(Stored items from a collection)
• • •

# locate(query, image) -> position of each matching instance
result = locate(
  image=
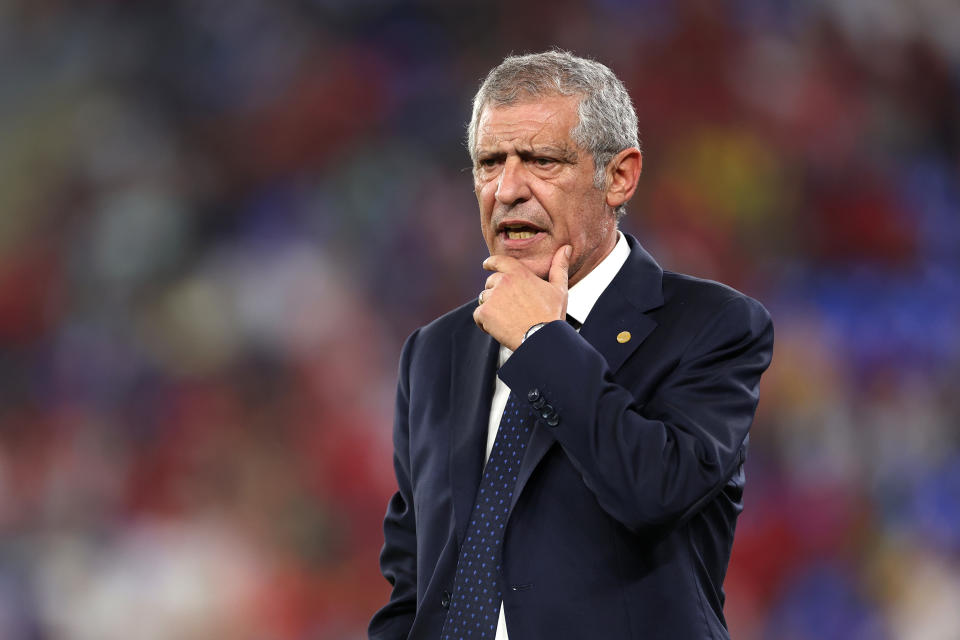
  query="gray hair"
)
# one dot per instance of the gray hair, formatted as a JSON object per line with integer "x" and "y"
{"x": 607, "y": 121}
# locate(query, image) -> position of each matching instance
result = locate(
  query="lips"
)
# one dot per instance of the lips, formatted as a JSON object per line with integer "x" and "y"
{"x": 517, "y": 230}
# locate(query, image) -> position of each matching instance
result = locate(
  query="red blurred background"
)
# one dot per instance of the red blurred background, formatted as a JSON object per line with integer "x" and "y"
{"x": 219, "y": 220}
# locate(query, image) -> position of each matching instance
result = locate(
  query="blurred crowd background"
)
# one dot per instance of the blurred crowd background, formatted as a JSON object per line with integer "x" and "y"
{"x": 220, "y": 219}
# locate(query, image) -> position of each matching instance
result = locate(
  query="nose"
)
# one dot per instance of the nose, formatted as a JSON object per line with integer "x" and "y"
{"x": 513, "y": 186}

• • •

- **What is expected**: With the pictures dropped, give every entry above again exactly.

- **Response**:
# locate(query, image) -> position of each matching instance
result = locate(
  image=
  query="gray hair"
)
# one dot per instance of the gray hair, formatted as a JSON object per line with integer "x" and "y"
{"x": 607, "y": 121}
# locate(query, image) -> position of each matching instance
result = locate(
  query="lips"
)
# one dot per instance of the lips, formatted as a JSON object per line with integer "x" and "y"
{"x": 517, "y": 230}
# locate(query, image) -> position of each matching instance
result = locate(
  query="red blurred background"
)
# one dot per instance of the red blurred background, formatted as a JSON object per line with integer "x" and "y"
{"x": 219, "y": 220}
# locate(query, image) -> position of each matching instance
result = locate(
  query="blurred crowd background"
)
# one dot per instance of the blurred crowd background, formatted as a JSON object per line with integer "x" and "y"
{"x": 220, "y": 219}
# locate(query, image) -> position of each matching instance
result = locate(
  query="nose"
)
# one dot per instance of the nose, formatted as a JSON object per line with integer "x" and "y"
{"x": 513, "y": 186}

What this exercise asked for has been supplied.